Put every line of the listing, from its first line through the line holding "left=0, top=0, right=317, bottom=104", both included, into a Markdown table with the columns Row and Line, skipping blank lines.

[Collected data entries]
______

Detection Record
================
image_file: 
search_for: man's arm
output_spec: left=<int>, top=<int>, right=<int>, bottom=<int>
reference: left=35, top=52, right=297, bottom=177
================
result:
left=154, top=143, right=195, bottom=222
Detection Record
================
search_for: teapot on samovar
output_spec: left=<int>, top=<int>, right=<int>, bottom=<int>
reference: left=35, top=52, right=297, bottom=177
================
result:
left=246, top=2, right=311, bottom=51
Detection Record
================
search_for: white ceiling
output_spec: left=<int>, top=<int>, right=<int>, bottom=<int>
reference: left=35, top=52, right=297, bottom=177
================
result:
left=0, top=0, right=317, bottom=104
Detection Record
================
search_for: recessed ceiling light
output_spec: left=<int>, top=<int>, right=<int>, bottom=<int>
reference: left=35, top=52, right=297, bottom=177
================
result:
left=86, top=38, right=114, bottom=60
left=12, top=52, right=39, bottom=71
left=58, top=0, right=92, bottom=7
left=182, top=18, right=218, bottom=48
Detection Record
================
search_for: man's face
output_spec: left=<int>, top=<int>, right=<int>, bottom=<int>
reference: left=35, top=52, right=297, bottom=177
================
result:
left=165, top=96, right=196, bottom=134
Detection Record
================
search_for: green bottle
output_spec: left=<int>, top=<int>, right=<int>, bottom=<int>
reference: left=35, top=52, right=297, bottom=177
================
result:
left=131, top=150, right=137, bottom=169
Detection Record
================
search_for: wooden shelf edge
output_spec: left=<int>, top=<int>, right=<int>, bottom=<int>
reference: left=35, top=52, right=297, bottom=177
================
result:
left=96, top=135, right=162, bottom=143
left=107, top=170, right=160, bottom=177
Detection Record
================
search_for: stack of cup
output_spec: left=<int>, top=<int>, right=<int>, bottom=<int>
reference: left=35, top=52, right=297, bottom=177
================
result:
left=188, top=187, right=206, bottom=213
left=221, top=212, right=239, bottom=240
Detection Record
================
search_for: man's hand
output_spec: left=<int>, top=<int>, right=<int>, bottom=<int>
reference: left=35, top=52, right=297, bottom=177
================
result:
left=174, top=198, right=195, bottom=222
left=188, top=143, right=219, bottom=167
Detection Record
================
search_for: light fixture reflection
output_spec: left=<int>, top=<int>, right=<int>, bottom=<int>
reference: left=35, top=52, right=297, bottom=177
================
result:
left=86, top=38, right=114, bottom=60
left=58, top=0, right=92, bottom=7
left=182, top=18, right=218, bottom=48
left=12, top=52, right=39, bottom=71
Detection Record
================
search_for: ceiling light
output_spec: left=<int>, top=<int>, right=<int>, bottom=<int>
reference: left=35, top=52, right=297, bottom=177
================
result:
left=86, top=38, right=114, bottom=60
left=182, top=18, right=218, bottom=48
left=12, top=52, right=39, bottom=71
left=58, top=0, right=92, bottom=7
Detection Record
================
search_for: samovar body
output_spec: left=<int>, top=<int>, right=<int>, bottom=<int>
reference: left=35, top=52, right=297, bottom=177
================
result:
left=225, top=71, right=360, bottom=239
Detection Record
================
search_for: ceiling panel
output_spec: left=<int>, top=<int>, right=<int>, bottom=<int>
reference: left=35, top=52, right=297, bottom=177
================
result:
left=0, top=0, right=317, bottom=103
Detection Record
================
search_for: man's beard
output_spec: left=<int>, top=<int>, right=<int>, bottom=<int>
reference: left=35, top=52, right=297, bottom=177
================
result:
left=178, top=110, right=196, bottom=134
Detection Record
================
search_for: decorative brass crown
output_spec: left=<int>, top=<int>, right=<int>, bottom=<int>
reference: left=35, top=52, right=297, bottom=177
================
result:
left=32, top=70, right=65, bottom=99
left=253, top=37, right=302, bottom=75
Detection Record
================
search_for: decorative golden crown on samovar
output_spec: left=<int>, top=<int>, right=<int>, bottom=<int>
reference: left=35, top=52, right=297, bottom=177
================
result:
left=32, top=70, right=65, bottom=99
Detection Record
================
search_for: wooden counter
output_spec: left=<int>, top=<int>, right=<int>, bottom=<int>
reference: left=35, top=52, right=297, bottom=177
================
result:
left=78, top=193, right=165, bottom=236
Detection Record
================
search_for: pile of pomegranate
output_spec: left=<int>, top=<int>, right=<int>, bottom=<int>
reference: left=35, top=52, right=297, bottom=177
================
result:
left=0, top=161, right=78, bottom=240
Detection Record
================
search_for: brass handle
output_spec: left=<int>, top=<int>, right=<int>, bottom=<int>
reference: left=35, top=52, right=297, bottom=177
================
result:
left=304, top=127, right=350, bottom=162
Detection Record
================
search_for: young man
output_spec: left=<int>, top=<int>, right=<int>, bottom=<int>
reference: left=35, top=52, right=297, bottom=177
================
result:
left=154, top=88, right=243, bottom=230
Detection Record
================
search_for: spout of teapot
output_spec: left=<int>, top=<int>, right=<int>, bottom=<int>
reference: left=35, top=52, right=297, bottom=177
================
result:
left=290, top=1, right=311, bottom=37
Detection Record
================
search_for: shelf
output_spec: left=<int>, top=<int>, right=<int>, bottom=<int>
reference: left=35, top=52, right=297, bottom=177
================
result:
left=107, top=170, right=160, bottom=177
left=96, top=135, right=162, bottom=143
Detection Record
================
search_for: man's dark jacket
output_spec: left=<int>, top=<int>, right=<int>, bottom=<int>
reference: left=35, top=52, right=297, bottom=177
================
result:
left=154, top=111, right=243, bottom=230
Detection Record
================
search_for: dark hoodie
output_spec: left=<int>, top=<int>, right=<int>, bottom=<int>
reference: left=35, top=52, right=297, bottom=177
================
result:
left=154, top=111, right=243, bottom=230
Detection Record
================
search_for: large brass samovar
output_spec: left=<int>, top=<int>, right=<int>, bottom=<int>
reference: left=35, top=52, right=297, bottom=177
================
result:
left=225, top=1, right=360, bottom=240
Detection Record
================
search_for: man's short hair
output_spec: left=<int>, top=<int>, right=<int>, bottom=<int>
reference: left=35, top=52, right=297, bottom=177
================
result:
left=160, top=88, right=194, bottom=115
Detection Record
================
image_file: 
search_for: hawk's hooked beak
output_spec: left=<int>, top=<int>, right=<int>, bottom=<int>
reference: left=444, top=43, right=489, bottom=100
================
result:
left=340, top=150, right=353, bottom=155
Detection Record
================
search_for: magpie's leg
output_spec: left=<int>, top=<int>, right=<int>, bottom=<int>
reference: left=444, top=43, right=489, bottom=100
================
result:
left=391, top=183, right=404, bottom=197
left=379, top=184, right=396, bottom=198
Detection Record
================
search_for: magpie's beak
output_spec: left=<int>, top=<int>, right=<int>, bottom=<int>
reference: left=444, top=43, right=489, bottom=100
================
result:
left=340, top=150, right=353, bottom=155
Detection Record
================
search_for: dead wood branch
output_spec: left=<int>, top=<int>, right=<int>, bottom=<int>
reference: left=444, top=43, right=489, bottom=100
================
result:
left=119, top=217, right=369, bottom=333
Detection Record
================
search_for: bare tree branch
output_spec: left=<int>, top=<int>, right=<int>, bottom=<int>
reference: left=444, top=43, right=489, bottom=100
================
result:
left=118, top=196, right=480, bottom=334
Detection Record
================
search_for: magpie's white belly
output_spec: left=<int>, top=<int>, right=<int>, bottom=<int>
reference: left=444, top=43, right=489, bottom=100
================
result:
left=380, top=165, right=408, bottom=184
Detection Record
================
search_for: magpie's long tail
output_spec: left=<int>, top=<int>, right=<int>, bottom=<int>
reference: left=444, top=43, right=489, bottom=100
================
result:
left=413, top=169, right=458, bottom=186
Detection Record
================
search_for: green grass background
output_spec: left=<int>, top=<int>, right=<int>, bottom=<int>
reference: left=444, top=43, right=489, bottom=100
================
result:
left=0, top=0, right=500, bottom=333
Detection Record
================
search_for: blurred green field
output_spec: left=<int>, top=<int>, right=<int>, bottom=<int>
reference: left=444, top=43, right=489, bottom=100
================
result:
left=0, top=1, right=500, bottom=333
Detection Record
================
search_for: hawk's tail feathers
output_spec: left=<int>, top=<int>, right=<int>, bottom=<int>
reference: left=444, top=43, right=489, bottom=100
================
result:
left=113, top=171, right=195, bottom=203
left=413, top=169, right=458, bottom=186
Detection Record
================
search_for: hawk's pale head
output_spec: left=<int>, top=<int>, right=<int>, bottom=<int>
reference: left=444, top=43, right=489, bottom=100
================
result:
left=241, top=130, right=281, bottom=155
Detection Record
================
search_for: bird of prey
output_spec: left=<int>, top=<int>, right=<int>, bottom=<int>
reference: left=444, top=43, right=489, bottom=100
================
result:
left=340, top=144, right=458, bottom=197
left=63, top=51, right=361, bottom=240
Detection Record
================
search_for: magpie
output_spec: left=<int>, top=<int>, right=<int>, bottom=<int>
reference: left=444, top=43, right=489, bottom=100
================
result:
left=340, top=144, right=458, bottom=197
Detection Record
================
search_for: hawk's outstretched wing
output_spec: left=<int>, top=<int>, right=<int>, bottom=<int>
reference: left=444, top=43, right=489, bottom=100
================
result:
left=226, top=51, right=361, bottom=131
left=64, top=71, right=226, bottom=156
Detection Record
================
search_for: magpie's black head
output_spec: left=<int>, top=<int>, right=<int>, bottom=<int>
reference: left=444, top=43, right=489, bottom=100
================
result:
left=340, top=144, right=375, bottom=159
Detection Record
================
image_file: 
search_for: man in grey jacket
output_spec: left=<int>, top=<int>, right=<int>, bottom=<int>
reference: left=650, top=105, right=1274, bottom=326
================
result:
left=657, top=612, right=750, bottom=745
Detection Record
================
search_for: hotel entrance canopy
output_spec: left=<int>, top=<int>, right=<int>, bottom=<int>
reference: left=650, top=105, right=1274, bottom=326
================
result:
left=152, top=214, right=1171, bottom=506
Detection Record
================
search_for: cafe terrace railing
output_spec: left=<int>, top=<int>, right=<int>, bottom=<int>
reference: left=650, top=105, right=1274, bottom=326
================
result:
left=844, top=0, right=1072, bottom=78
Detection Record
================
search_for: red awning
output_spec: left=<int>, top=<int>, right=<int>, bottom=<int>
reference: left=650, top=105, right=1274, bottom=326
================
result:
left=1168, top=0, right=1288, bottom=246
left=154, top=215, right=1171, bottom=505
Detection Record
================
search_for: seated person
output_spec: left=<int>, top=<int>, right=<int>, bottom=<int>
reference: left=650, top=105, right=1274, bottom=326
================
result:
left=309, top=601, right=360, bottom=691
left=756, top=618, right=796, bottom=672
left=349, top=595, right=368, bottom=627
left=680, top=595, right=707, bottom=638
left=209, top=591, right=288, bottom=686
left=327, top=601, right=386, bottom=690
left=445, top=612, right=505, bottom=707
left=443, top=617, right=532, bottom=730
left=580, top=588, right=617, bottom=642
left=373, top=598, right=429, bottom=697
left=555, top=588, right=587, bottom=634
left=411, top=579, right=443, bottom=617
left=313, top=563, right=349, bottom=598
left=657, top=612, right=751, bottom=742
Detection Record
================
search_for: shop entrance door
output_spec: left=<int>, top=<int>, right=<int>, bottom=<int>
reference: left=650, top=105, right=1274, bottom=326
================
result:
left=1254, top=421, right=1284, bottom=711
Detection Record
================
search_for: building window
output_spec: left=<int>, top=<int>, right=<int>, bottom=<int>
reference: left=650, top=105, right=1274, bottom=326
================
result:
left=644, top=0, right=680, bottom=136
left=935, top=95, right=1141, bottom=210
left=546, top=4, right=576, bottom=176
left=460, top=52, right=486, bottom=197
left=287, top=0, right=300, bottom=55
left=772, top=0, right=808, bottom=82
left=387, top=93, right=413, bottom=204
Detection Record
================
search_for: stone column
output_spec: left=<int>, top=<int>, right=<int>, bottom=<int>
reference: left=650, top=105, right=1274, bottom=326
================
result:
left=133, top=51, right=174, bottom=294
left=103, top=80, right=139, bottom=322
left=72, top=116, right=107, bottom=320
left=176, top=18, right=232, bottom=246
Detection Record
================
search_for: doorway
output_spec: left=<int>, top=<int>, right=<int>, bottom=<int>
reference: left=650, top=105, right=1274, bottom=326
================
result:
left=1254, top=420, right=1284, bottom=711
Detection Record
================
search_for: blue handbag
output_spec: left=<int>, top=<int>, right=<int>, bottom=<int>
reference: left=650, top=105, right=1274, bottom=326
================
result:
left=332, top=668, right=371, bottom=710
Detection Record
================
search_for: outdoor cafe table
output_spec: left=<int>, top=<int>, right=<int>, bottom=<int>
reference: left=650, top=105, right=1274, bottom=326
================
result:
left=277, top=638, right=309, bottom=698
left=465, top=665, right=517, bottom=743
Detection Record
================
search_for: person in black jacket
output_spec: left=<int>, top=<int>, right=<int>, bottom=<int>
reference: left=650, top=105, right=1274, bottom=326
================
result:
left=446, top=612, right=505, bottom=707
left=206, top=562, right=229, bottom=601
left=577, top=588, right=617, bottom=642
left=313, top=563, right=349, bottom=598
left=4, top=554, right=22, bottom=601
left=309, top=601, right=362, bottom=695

______

## Response
| Row | Line |
|---|---|
| 1 | Detection Record |
| 2 | ================ |
| 3 | image_file:  |
| 4 | search_for: man's arm |
| 5 | output_spec: left=<int>, top=<int>, right=<int>, bottom=<int> |
| 6 | reference: left=35, top=52, right=297, bottom=177 |
| 7 | ================ |
| 8 | result: |
| 9 | left=154, top=143, right=195, bottom=222 |
| 10 | Detection Record |
| 11 | ================ |
| 12 | search_for: teapot on samovar |
| 13 | output_spec: left=<int>, top=<int>, right=<int>, bottom=<int> |
| 14 | reference: left=35, top=52, right=297, bottom=177 |
| 15 | ================ |
| 16 | result: |
| 17 | left=246, top=2, right=311, bottom=51 |
| 18 | Detection Record |
| 19 | ================ |
| 20 | search_for: white ceiling |
| 21 | output_spec: left=<int>, top=<int>, right=<int>, bottom=<int> |
| 22 | reference: left=35, top=52, right=297, bottom=177 |
| 23 | ================ |
| 24 | result: |
| 25 | left=0, top=0, right=317, bottom=104 |